Things to do =
1 – Decide whether each statement below agrees with the passage on home office design, answering yes or no and quoting the words of the passage that decide it. (a) Beds with built-in storage suit office items you need immediate access to. (b) Buying more storage units is not always a viable option. (c) Smart storage solutions build storage space into furniture.
2 – Continue the passage on home office design from where it stops.

Reading text =
By focusing on our relationship with nature, it’s been posited that biophilic design could even improve our wellbeing and expedite healing, enhance creativity and improve clarity of thought… And who doesn’t want that?

There are many indoor plants you can introduce to add a touch of greenery to your living room or workstation. Check out our article on some plants you can grow indoors for more.

Smarter Storage Solutions

When you have little choice but to bring your office home, you need space to store the stuff or things are going to get overwhelming, fast. ”Tidy desk, tidy mind” and all that, but getting more storage units isn’t always a viable option.

This is where smart storage solutions come in. The idea is to incorporate storage space into furniture to create multipurpose pieces that help you reduce the clutter in your home.

Beds with built-in storage are particularly useful here for office-related items you don’t need immediate access to, as are Ottoman storage chests at the end of the bed; both provide an answer to those pesky storage conundrums posed by a small home office.

Data below =
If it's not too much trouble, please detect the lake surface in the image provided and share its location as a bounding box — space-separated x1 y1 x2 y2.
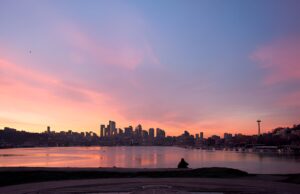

Responses to the exercise =
1 –
(a) No: "for office-related items you don’t need immediate access to"
(b) Yes: "getting more storage units isn’t always a viable option"
(c) Yes: "The idea is to incorporate storage space into furniture to create multipurpose pieces"

2 –
As the guys at Divan Beds Centre tell us, having ‘’the option of drawers for storing anything from towels and bed linen to clothes and books…is particularly practical when space in the home is at a premium. Large, spacious drawers can really make a difference in providing additional storage”. We couldn’t agree more.

Read: Compact, flexible furniture ideas to make the most of small spaces

Built-In Home Office Space

An increase in Brits working from home means the idea of the home office is evolving. No longer are we setting up laptops on kitchen tables and balancing files on ironing boards; the average home worker now needs a dedicated space for a functioning office, allowing for separation between work and relaxation. 

Home offices – and interior design which supports their functionality – looks set to evolve in order to meet demand. This functionality will most keenly be realised via furniture; office chairs that are comfortable, contemporary and aesthetically pleasing will enter the home in 2022, doubling up as a chair for recreation at weekends. 

The ideal home office should have a dedicated workstation, good lighting and be set up in a way which doesn’t cause you back pain. It is designed to inspire creativity and productivity with the use of the right choice of colour and décor. 

Zoned Spaces 

Where open floor plans were all the rage and once reigned supreme in households across the country, many have now created dedicated spaces for different purposes by zoning different parts of a room and using sliding doors, screens and modular walls to create privacy.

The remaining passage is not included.